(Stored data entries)
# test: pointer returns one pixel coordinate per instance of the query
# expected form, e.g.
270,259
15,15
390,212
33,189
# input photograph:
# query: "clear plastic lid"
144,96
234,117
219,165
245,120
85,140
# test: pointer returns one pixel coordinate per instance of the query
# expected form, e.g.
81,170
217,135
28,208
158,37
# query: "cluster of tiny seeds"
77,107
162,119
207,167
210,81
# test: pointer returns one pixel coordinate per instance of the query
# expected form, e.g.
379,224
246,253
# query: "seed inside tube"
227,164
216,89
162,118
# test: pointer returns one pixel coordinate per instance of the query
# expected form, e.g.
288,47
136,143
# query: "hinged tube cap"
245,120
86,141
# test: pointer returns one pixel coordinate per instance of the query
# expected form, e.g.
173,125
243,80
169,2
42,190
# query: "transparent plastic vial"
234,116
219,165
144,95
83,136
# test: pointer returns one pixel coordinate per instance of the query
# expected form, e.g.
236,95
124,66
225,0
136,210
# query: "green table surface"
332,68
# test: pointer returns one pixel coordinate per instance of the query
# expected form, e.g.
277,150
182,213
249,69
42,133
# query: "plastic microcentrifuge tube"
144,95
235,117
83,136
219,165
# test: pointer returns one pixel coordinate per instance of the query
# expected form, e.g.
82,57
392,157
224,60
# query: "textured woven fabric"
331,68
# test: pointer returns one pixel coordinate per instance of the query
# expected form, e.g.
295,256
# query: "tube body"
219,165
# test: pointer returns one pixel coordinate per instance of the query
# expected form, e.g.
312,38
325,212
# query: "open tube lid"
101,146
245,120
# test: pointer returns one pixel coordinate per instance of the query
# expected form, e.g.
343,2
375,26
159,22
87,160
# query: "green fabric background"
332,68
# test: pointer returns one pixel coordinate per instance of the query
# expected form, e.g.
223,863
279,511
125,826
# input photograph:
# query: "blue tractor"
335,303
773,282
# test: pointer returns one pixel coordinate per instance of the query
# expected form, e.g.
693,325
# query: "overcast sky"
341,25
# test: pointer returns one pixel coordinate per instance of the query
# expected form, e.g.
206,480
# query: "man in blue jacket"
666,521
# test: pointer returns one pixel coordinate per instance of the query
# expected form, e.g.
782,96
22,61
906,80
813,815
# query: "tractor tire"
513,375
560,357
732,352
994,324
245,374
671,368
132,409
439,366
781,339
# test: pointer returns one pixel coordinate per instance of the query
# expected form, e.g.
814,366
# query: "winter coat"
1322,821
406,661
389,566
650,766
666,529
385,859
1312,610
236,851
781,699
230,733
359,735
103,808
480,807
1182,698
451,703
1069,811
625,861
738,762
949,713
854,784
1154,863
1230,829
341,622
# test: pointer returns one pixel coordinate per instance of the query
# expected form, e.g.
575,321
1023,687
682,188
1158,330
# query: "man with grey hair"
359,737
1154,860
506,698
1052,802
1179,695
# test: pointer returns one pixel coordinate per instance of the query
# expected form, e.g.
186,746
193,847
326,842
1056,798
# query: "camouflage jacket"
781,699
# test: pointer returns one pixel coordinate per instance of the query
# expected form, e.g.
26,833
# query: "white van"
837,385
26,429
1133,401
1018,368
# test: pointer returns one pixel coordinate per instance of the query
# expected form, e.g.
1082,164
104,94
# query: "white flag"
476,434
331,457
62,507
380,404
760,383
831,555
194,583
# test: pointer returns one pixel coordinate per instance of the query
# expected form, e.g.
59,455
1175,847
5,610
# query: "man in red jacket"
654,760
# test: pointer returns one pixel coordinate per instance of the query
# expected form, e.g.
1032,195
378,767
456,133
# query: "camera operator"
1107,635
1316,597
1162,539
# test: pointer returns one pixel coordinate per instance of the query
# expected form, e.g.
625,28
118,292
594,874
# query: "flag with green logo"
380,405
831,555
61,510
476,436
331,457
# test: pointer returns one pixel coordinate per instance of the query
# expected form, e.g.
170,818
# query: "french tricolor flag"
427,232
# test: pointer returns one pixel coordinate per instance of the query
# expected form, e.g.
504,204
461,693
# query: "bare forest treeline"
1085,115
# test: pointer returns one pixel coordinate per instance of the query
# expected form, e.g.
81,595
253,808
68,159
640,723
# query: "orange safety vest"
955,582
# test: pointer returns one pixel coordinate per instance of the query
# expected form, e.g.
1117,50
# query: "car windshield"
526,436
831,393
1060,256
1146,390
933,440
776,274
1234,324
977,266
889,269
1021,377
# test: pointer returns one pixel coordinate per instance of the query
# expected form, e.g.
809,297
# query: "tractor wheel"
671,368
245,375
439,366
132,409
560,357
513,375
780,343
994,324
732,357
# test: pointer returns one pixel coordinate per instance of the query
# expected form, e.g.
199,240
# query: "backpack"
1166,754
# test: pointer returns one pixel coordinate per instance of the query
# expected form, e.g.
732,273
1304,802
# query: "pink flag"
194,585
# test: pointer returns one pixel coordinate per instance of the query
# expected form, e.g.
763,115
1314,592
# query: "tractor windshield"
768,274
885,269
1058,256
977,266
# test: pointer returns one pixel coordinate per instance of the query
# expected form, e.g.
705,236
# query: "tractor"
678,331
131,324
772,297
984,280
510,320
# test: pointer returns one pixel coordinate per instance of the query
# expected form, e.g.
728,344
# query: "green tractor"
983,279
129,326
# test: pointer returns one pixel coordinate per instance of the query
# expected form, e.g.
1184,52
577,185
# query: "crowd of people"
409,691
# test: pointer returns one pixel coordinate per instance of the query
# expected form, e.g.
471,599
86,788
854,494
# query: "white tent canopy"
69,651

Task statement:
Copy each of the records above so that nothing differs from the original.

Your solution:
# test: pointer returns one pixel coordinate per instance of the query
# expected form, e.g.
270,259
15,15
390,212
33,189
# input photograph:
# query: "clear plastic lid"
144,96
234,117
219,165
245,120
85,140
# test: pointer returns one pixel coordinate per instance of the query
# expected form, e.g.
81,170
217,135
28,208
158,37
# query: "cluster of tiny seeds"
77,107
162,119
207,167
210,81
# test: pointer returns one pixel coordinate per instance of the query
# expected form, e.g.
379,224
246,253
# query: "seed inside tube"
227,164
216,89
162,118
# test: pointer returns one pixel coordinate per instance of the query
# expected form, e.g.
288,47
136,143
# query: "hinged tube cap"
245,120
86,141
# test: pointer returns one pixel coordinate per instance of the query
# expected form, e.g.
173,125
243,80
169,2
42,190
# query: "transparent plastic vial"
234,116
219,165
144,95
83,136
# test: pointer returns one pixel coordinate per instance of the query
# expected form, e.g.
236,95
124,66
225,0
136,210
# query: "green table surface"
332,68
# test: pointer returns one pixel coordinate per instance of the query
# expected form, e.g.
277,150
182,213
249,69
42,133
# query: "plastic microcentrifuge tube"
144,95
235,117
83,136
219,165
# test: pointer returns one pixel coordinate per instance of the query
# expected form, e.g.
82,57
392,157
224,60
# query: "textured woven fabric"
331,68
# test: pointer returns one pixel coordinate per instance of the query
# expected form, e.g.
295,256
# query: "tube body"
219,165
# test: pointer returns one pixel coordinate per instance of the query
# expected form, e.g.
312,38
325,212
# query: "open tube lid"
101,146
245,120
# test: pointer returns one pixel coordinate per instance of the query
# expected form, e.g.
343,2
375,26
159,22
87,160
# query: "green fabric background"
332,68
# test: pointer returns one pixel coordinate per instance of the query
# expected form, e.g.
223,863
279,511
125,826
# input photograph:
# query: "blue tractor"
335,303
773,282
# test: pointer returns one pixel coordinate per instance of the query
# expected form, e.g.
693,325
# query: "overcast sky"
341,25
# test: pointer returns one pixel coordinate per instance of the query
# expected form, e.g.
206,480
# query: "man in blue jacket"
666,521
# test: pointer returns one pixel coordinate per instance of the query
# expected form, e.g.
782,96
22,61
906,80
813,815
# query: "tractor tire"
513,375
560,357
732,352
994,324
245,374
671,368
132,409
439,366
781,339
# test: pointer returns one pixel coordinate per instance of the query
# expected form, e.g.
814,366
# query: "winter coat"
1322,821
406,661
389,566
650,766
666,529
385,859
1312,610
236,851
781,699
230,733
359,735
103,808
480,807
1182,698
451,703
1069,811
625,861
738,762
949,713
854,784
1154,863
1230,829
341,622
# test: pointer returns one pixel coordinate per instance of the query
# expected form, e.g.
575,321
1023,687
682,188
1158,330
# query: "man with grey hair"
359,737
1154,860
506,698
1052,802
1179,695
# test: pointer returns one pixel coordinate per instance of the query
# expected form, e.g.
186,746
193,847
326,842
1056,798
# query: "camouflage jacket"
781,699
# test: pointer returns one pixel coordinate per instance of the query
# expected form, e.g.
26,833
# query: "white van"
837,385
26,429
1133,401
1018,368
# test: pointer returns one pixel coordinate per instance of the query
# expected form, e.g.
1082,164
104,94
# query: "white flag"
476,434
331,457
62,507
380,404
760,383
831,555
194,583
# test: pointer returns one pixel coordinate per instance of the query
# expected form, e.g.
59,455
1175,847
5,610
# query: "man in red jacket"
654,760
# test: pointer returns one pixel coordinate per instance of the query
# expected form, e.g.
1032,195
378,767
456,133
# query: "camera operator"
1107,635
1316,597
1162,539
# test: pointer returns one pixel coordinate per instance of the query
# expected form, e.g.
625,28
118,292
594,874
# query: "flag with green logo"
380,405
831,555
61,510
476,436
331,457
# test: pointer returns one pixel coordinate per instance of the query
# expected form, e.g.
170,818
# query: "french tricolor flag"
427,232
# test: pointer returns one pixel coordinate per instance of the query
# expected form, e.g.
504,204
461,693
# query: "bare forest treeline"
1085,115
# test: pointer returns one pixel coordinate per instance of the query
# expected form, e.g.
81,595
253,808
68,159
640,723
# query: "orange safety vest"
955,582
# test: pointer returns one pixel coordinate per instance of the query
# expected form, e.g.
1117,50
# query: "car windshield"
526,436
831,393
1060,256
1146,390
933,440
776,274
1234,324
977,266
889,269
1021,377
# test: pointer returns one pixel coordinate per instance of the query
# expected form, e.g.
809,297
# query: "tractor wheel"
671,368
245,375
439,366
132,409
560,357
513,375
780,343
994,324
732,357
# test: pointer returns one pixel coordinate per instance of the query
# expected form, e.g.
199,240
# query: "backpack"
1166,754
# test: pointer returns one pixel coordinate per instance of the query
# expected form, e.g.
732,273
1304,802
# query: "pink flag"
194,585
# test: pointer returns one pixel coordinate per instance of the query
# expected form, e.g.
763,115
1314,592
# query: "tractor windshield"
768,274
885,269
1058,256
977,266
# test: pointer returns one pixel coordinate per instance of the query
# expected form, e.g.
705,236
# query: "tractor"
678,331
131,324
772,297
984,280
510,320
# test: pointer returns one pixel coordinate per instance of the query
# expected form, e.g.
728,344
# query: "green tractor"
983,279
129,326
# test: pointer returns one pixel coordinate per instance of the query
# expected form, e.g.
1184,52
577,185
# query: "crowd of people"
409,691
# test: pointer returns one pixel coordinate per instance of the query
# expected form, e.g.
471,599
86,788
854,494
# query: "white tent canopy"
69,651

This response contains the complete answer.